### Work to do
Reproduce verbatim the rows between the lines holding "task: provide the mask of every instance of the dark" and "47), (236, 60)]", inclusive.

......

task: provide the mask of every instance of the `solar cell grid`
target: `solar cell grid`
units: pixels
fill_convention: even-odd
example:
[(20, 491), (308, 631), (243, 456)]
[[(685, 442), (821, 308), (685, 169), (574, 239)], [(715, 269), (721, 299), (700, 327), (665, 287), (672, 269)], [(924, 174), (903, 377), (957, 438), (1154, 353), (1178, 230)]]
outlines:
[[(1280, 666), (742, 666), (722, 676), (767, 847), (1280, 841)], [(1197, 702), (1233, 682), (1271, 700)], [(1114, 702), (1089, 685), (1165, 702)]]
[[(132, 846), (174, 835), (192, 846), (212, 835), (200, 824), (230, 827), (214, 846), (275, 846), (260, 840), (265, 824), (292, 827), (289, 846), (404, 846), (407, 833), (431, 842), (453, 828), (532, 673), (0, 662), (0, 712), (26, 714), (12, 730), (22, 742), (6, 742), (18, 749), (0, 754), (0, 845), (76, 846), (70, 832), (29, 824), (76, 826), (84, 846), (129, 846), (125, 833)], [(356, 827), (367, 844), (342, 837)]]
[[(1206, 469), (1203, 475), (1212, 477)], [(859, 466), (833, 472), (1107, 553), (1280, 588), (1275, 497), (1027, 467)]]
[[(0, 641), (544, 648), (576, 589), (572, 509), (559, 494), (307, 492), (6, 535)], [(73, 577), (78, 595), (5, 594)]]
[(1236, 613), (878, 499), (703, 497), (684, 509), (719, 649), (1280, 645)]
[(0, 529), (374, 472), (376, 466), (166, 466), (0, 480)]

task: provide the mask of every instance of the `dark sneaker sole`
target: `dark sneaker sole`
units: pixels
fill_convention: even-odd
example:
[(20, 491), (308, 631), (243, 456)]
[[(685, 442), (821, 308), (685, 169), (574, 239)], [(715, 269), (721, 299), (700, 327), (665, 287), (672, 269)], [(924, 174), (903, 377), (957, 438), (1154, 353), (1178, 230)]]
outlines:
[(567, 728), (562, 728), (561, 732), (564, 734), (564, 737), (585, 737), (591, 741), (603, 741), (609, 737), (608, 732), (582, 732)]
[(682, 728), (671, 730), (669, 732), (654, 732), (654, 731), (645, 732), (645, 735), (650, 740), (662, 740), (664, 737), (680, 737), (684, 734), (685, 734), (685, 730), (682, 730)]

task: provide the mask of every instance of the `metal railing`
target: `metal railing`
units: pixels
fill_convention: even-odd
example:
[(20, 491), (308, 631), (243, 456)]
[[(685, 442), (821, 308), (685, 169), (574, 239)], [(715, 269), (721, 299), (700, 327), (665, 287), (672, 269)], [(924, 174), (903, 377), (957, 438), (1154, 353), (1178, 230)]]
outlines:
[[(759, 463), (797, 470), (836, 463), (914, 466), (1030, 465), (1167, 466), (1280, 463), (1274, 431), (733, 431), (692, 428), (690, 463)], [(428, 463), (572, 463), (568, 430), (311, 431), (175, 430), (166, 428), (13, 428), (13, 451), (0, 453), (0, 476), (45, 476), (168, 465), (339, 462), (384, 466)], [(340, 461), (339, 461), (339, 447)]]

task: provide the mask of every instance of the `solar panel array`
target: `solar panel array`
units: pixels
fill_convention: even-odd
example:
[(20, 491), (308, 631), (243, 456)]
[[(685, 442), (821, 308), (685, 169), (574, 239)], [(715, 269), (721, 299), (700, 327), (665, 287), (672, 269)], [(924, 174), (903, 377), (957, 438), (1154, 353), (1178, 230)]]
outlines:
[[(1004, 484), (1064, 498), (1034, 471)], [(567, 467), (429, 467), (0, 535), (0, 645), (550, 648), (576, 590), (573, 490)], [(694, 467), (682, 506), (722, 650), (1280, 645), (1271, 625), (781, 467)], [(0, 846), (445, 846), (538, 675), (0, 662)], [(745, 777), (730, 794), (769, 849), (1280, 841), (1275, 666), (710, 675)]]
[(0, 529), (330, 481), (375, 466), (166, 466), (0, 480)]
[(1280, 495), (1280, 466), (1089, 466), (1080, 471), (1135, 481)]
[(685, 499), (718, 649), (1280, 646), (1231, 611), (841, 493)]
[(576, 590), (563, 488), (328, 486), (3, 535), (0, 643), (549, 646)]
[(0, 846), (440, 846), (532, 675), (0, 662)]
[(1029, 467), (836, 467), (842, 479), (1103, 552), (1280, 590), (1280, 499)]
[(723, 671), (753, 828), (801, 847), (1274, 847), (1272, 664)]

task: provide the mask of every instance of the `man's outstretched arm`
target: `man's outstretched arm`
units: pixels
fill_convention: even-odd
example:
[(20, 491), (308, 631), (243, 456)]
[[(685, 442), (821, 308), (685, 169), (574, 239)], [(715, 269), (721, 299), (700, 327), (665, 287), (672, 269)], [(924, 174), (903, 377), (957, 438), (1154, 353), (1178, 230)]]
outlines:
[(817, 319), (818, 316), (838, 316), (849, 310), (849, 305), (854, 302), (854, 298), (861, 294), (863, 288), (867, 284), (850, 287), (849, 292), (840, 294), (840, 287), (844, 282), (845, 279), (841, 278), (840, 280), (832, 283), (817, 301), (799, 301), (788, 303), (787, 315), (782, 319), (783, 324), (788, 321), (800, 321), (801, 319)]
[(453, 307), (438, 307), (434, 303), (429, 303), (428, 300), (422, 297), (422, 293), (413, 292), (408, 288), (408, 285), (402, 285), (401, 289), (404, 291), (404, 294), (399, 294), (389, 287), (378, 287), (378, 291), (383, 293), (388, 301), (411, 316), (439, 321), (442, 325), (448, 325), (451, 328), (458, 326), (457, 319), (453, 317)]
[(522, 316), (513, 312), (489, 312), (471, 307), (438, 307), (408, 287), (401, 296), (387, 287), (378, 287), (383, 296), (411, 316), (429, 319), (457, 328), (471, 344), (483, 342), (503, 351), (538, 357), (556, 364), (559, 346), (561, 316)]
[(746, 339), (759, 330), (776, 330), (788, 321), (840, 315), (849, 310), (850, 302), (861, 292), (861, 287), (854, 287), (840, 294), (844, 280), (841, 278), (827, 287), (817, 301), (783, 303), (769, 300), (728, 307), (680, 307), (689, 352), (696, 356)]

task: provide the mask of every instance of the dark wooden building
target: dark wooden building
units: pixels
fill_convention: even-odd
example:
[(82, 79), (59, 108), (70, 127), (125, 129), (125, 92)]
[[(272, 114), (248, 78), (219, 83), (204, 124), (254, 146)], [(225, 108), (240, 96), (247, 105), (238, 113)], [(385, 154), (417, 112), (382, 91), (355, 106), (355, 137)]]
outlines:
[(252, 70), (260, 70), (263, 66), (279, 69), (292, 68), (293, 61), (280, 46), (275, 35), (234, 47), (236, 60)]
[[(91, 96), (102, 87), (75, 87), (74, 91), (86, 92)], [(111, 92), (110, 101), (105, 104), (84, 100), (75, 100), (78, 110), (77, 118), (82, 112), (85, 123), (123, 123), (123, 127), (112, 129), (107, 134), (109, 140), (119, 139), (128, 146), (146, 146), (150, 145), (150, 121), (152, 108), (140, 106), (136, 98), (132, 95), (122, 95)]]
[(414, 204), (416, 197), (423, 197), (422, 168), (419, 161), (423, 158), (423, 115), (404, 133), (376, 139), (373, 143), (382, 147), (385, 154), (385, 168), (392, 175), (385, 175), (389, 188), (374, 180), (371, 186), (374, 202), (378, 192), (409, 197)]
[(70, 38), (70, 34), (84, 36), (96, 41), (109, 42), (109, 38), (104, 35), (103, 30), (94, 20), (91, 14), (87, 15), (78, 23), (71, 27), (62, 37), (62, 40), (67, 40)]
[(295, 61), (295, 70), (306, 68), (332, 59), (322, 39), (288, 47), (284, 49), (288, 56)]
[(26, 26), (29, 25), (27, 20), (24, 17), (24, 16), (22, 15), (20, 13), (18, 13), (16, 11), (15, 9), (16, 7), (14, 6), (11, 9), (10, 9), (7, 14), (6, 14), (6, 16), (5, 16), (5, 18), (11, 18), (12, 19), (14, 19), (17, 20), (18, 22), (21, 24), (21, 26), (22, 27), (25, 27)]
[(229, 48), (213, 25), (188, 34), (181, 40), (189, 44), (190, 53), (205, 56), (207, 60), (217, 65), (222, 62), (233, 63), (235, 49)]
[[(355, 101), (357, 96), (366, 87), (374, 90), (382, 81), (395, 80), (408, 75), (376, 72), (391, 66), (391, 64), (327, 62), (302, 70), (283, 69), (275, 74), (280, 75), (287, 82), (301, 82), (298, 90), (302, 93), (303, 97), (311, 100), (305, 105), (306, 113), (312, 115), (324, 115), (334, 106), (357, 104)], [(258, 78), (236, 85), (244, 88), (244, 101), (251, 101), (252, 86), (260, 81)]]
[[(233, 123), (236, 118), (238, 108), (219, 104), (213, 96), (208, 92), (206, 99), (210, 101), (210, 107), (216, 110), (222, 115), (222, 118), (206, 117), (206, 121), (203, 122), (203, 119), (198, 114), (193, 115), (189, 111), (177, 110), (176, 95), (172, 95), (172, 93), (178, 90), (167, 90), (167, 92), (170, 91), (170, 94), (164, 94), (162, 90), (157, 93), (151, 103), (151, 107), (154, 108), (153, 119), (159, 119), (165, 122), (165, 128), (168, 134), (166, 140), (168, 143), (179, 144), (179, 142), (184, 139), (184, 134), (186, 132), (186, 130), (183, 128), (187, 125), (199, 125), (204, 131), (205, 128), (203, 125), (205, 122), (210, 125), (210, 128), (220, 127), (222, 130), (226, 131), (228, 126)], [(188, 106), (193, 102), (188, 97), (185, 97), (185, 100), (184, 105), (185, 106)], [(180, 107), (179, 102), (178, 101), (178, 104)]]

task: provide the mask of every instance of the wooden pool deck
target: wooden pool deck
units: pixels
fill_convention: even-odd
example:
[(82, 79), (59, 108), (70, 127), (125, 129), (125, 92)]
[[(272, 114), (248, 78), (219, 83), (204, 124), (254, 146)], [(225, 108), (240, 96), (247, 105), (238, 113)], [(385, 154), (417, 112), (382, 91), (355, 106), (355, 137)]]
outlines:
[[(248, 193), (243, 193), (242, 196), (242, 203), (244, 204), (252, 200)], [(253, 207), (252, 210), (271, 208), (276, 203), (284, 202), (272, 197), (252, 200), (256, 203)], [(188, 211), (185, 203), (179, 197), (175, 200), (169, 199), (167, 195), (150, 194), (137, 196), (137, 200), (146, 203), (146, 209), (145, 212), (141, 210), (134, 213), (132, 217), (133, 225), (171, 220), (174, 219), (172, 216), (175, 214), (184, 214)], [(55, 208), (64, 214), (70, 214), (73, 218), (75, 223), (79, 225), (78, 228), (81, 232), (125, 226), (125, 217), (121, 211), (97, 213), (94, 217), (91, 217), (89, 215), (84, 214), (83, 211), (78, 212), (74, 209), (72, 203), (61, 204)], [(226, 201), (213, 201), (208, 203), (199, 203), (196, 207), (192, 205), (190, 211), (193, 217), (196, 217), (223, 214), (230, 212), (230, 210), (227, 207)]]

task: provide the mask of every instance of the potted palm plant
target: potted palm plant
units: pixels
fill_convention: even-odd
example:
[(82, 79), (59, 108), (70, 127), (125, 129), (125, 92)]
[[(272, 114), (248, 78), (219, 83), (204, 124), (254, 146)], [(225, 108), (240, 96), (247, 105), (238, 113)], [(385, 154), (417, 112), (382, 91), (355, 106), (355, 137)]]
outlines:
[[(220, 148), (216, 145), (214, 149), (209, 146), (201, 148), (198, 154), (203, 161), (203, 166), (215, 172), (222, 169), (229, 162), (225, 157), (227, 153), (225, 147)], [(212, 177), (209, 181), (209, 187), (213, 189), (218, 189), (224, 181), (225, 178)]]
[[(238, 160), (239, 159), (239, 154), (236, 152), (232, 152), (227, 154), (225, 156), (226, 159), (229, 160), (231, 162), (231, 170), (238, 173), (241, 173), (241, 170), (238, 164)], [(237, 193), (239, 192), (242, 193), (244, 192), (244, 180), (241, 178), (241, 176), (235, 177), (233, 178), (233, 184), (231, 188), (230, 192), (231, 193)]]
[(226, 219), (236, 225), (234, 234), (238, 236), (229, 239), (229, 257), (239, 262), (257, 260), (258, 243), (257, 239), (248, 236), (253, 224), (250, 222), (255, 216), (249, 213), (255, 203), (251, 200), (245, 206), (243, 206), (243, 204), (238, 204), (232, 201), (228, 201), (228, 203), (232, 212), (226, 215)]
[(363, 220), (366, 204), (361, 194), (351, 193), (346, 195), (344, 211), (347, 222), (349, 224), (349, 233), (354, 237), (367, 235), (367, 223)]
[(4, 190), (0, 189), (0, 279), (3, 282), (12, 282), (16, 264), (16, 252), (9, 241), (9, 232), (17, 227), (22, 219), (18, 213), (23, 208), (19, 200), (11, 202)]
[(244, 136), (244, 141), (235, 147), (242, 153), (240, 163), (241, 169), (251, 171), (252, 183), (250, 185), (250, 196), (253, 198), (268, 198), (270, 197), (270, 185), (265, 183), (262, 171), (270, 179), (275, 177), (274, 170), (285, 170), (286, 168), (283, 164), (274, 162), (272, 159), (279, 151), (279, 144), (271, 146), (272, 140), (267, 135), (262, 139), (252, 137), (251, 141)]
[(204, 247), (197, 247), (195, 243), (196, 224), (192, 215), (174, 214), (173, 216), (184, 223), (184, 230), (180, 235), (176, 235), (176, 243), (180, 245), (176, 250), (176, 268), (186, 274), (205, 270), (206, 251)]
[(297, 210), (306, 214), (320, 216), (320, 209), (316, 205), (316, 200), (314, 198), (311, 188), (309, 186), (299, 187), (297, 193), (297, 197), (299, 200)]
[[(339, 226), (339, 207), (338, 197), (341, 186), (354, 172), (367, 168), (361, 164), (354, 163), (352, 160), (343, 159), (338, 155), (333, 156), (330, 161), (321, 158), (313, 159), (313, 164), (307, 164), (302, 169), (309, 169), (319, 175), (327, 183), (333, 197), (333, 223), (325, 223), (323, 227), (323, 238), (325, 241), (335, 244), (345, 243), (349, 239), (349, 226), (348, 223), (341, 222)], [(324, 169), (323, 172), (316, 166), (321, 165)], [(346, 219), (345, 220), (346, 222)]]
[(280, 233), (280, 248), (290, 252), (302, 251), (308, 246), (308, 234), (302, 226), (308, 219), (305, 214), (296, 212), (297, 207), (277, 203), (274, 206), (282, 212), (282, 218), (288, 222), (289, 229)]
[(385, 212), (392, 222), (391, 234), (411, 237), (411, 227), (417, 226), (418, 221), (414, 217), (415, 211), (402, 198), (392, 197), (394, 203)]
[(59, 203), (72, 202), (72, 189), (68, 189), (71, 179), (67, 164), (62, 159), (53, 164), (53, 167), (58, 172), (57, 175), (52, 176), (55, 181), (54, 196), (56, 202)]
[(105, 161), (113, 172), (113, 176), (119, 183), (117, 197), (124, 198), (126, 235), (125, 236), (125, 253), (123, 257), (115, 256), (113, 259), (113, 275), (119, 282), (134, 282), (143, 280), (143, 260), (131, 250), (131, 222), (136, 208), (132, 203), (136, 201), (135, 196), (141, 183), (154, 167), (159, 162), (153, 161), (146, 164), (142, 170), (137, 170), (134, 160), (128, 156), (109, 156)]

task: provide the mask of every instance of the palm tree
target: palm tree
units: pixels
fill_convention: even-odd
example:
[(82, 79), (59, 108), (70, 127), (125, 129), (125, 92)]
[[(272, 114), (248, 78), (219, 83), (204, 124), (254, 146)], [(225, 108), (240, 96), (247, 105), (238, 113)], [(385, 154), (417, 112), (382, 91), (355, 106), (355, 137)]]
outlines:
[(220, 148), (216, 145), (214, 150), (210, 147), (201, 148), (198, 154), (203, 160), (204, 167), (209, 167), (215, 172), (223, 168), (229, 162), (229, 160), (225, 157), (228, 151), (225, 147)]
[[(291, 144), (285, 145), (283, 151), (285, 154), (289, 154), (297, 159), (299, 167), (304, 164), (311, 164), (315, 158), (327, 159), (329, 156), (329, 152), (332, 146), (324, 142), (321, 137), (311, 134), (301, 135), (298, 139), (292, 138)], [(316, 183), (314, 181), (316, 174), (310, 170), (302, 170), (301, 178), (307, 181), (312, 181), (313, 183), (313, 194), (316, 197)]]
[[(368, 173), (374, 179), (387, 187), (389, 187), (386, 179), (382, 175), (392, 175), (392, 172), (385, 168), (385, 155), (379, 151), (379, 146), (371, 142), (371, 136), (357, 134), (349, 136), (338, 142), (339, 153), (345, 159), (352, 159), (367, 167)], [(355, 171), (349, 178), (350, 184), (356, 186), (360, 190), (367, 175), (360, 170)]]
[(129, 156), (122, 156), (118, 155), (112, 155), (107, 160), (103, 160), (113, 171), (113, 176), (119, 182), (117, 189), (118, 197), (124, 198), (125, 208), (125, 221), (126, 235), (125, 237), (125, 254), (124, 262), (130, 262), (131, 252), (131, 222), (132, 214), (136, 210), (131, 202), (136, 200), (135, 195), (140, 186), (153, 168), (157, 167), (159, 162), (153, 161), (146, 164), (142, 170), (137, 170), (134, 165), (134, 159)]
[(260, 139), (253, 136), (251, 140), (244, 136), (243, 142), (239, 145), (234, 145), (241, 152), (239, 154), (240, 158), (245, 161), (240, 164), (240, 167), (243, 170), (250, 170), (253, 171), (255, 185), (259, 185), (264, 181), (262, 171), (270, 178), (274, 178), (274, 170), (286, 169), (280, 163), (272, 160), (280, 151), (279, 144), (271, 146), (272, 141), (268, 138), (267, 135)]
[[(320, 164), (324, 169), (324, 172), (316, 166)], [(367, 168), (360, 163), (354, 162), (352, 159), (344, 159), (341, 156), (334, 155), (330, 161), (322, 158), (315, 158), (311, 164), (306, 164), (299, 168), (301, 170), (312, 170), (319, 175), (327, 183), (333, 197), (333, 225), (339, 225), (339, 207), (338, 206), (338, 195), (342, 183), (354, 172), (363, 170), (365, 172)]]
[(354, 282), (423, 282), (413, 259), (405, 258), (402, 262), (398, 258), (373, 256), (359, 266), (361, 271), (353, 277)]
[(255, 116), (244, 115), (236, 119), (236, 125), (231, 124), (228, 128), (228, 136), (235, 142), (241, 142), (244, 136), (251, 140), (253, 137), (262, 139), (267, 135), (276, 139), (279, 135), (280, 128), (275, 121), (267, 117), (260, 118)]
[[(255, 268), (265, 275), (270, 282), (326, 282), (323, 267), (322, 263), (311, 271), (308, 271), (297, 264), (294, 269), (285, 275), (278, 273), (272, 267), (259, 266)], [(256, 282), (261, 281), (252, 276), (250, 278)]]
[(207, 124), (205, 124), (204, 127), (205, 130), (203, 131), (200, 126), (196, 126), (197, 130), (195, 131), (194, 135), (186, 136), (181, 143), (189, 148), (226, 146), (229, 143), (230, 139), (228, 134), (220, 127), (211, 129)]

......

### Answer to the problem
task: provide the mask of every instance of the dark wooden building
target: dark wooden building
units: pixels
fill_convention: even-odd
example:
[(82, 79), (59, 108), (70, 127), (125, 129), (125, 92)]
[[(272, 114), (248, 78), (219, 83), (204, 124), (254, 146)], [(225, 108), (240, 96), (247, 105), (238, 113)], [(385, 154), (417, 112), (382, 91), (355, 106), (355, 137)]]
outlines:
[(252, 70), (260, 70), (263, 66), (279, 69), (292, 68), (293, 61), (280, 46), (275, 35), (234, 47), (236, 60)]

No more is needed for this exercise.